> **DIRECTIVE**: Using the entries below, output exactly the line containing "Target: river bank" and all lines that follow it to the end.

(Location identification items)
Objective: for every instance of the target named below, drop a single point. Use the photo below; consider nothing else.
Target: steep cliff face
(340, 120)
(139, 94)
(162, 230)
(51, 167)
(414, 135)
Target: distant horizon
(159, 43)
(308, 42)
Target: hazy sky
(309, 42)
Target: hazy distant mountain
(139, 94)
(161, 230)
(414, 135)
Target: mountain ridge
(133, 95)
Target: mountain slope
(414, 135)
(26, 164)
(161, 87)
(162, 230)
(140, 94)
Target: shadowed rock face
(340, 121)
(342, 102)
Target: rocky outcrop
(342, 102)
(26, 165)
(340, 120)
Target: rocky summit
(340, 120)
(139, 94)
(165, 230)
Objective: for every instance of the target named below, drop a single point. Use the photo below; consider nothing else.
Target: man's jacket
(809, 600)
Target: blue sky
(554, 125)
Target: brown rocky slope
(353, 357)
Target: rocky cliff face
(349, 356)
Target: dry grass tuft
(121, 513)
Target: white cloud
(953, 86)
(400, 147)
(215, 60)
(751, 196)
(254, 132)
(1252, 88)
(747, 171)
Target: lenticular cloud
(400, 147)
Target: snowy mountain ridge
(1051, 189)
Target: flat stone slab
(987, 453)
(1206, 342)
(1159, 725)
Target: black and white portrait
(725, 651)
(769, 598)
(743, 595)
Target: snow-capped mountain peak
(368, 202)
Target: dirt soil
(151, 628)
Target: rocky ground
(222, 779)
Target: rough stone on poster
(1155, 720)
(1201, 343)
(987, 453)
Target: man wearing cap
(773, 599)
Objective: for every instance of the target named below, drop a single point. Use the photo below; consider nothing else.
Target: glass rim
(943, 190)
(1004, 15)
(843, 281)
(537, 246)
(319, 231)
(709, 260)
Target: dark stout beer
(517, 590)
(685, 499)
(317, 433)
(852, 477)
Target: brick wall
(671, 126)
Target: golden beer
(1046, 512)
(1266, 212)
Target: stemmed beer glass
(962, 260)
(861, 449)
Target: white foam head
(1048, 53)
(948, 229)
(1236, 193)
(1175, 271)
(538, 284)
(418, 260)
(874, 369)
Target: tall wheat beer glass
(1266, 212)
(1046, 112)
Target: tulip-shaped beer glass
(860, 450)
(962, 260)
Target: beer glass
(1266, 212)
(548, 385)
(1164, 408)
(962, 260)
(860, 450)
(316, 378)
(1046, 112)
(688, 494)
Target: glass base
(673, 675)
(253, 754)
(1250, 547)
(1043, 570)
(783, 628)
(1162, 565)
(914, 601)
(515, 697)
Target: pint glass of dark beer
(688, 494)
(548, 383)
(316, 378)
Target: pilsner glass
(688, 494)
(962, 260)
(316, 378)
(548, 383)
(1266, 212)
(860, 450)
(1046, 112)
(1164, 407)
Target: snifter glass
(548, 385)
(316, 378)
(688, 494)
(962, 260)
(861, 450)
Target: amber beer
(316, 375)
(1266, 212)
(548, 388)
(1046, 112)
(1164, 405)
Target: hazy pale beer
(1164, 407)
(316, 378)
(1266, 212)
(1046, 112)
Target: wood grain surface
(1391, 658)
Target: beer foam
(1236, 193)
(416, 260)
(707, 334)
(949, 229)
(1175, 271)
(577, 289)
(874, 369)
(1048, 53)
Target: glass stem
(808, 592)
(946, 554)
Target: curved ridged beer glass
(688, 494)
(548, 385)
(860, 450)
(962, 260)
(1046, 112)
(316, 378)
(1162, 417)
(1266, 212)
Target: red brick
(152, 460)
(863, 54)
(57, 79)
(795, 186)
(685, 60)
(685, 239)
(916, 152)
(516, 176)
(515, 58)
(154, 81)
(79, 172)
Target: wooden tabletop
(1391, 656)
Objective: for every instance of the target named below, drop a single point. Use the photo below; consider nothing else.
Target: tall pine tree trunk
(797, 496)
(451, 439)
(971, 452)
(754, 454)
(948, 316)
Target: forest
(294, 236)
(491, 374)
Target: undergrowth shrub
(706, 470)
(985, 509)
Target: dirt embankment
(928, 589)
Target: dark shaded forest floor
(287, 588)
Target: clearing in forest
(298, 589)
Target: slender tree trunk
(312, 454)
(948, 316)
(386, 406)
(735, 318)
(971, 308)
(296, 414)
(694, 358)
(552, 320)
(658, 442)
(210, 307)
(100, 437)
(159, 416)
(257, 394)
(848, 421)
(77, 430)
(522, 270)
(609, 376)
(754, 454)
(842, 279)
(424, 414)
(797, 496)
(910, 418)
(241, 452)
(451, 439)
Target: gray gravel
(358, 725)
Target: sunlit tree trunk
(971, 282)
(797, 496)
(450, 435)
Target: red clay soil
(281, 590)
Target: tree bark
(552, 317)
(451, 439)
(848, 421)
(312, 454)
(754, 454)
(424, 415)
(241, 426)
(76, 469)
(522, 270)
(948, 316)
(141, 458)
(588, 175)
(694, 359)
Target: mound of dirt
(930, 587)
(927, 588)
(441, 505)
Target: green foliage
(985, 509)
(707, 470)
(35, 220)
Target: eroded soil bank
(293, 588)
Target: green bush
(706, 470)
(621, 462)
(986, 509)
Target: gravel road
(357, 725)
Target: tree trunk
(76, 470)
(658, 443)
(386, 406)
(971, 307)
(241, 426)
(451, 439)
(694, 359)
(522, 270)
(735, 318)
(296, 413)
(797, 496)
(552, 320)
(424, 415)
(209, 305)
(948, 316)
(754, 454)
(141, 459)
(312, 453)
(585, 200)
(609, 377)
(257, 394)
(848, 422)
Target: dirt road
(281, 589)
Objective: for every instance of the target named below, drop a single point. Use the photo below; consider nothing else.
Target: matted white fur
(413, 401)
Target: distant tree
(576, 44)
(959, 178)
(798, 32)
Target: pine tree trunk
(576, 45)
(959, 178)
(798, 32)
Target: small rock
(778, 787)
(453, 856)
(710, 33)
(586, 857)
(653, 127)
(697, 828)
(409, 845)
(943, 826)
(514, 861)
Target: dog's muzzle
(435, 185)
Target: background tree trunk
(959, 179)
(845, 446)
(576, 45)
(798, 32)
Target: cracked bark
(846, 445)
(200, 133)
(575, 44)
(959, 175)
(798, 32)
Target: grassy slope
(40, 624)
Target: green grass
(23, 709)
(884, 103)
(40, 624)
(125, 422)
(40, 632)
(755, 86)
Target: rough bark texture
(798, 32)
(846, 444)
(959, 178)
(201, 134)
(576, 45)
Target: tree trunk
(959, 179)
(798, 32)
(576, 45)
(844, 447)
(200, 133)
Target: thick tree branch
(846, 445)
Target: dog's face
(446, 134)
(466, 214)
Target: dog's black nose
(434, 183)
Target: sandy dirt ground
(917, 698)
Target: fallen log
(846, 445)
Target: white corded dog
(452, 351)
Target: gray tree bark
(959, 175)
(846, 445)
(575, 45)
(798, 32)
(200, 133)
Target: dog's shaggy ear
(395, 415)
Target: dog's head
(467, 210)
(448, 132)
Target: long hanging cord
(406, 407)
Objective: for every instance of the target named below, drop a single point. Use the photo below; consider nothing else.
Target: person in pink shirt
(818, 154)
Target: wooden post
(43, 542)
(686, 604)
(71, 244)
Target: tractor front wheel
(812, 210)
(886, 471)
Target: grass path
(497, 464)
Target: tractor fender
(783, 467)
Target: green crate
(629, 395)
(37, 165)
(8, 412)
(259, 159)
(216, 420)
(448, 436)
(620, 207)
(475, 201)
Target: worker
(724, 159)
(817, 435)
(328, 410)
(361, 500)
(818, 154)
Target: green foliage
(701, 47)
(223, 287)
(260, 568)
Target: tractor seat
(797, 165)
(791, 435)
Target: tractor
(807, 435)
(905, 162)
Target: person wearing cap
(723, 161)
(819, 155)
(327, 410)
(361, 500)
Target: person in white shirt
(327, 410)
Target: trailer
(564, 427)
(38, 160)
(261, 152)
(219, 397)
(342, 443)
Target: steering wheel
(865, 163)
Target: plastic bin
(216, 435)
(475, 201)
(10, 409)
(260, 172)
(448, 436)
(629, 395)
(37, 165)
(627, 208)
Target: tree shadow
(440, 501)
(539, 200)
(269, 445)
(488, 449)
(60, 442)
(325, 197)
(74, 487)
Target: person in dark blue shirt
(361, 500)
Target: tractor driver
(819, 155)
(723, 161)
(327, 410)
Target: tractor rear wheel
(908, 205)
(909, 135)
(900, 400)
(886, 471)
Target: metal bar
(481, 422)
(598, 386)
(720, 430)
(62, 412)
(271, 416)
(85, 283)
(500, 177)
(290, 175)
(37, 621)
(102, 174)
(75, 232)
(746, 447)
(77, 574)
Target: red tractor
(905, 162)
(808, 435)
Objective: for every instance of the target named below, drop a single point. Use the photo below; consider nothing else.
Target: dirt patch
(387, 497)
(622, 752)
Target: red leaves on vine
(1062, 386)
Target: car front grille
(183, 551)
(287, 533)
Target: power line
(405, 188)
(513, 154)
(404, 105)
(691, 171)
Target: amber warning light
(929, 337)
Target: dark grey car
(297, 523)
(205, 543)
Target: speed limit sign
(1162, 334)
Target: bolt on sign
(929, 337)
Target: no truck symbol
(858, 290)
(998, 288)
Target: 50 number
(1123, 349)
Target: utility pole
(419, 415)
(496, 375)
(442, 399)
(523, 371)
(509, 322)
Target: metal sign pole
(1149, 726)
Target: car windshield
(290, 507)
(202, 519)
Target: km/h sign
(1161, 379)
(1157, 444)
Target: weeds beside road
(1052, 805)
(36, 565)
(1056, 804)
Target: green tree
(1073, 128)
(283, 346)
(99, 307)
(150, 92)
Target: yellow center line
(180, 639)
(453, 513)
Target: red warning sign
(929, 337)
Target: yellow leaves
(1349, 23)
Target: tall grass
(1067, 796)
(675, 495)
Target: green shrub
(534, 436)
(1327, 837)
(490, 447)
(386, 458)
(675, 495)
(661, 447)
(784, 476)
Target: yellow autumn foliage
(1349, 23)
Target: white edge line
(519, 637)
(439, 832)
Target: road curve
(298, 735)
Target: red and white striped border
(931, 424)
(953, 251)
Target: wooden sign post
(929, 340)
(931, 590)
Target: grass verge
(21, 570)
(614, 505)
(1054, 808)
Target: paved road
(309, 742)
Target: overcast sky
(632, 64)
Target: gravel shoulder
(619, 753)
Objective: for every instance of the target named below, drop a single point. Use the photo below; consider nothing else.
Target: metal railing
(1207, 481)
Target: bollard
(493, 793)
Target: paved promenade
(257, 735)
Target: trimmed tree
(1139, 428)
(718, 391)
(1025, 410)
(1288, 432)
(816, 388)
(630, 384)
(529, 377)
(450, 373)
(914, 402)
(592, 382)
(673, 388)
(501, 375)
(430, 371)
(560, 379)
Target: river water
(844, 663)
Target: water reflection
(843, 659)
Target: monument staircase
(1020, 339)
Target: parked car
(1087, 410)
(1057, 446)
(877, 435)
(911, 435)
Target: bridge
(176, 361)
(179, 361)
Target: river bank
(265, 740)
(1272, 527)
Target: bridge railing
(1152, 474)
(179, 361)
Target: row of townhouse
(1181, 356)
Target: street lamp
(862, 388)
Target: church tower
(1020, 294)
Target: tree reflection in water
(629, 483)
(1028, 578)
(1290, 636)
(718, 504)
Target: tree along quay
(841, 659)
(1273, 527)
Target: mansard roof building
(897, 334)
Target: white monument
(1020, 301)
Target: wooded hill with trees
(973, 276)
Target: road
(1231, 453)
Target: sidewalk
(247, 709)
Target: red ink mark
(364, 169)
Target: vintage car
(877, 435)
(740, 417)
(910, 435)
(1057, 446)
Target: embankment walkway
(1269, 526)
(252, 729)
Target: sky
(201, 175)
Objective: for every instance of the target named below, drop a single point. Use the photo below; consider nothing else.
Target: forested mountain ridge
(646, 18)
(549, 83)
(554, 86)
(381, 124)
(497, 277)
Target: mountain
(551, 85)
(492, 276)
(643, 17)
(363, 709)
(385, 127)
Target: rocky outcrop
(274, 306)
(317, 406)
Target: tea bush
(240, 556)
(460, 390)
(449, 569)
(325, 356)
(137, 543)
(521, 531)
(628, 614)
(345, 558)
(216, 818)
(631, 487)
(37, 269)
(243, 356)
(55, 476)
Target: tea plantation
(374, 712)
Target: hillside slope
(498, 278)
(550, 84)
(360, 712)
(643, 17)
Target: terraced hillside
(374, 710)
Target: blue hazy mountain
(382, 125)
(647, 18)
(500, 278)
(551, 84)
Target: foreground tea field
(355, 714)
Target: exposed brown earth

> **TASK RESPONSE**:
Target: river bank
(265, 740)
(1272, 527)
Target: bridge railing
(1152, 474)
(179, 361)
Target: row of townhouse
(1181, 356)
Target: street lamp
(862, 388)
Target: church tower
(1020, 294)
Target: tree reflection in water
(629, 483)
(1028, 578)
(1290, 636)
(718, 504)
Target: tree along quay
(841, 659)
(1273, 527)
Target: mansard roof building
(897, 334)
Target: white monument
(1020, 301)
Target: wooded hill with trees
(973, 276)
Target: road
(1231, 453)
Target: sidewalk
(247, 709)
Target: red ink mark
(364, 169)
Target: vintage car
(877, 435)
(740, 417)
(910, 435)
(1057, 446)
Target: embankment walkway
(1269, 526)
(252, 729)
Target: sky
(201, 175)
Objective: for every instance of the target named below, drop a single point. Use the photo below; consider nothing else.
Target: forested mountain ridge
(646, 18)
(549, 83)
(554, 86)
(381, 124)
(497, 277)
Target: mountain
(551, 85)
(492, 276)
(643, 17)
(363, 709)
(385, 127)
Target: rocky outcrop
(274, 306)
(317, 406)
Target: tea bush
(240, 556)
(460, 390)
(449, 569)
(325, 356)
(137, 543)
(521, 531)
(628, 614)
(345, 558)
(216, 818)
(631, 487)
(37, 269)
(243, 356)
(55, 476)
Target: tea plantation
(374, 712)
Target: hillside slope
(498, 278)
(550, 84)
(360, 712)
(643, 17)
Target: terraced hillside
(374, 710)
Target: blue hazy mountain
(382, 125)
(647, 18)
(500, 278)
(551, 84)
Target: foreground tea field
(355, 714)
Target: exposed brown earth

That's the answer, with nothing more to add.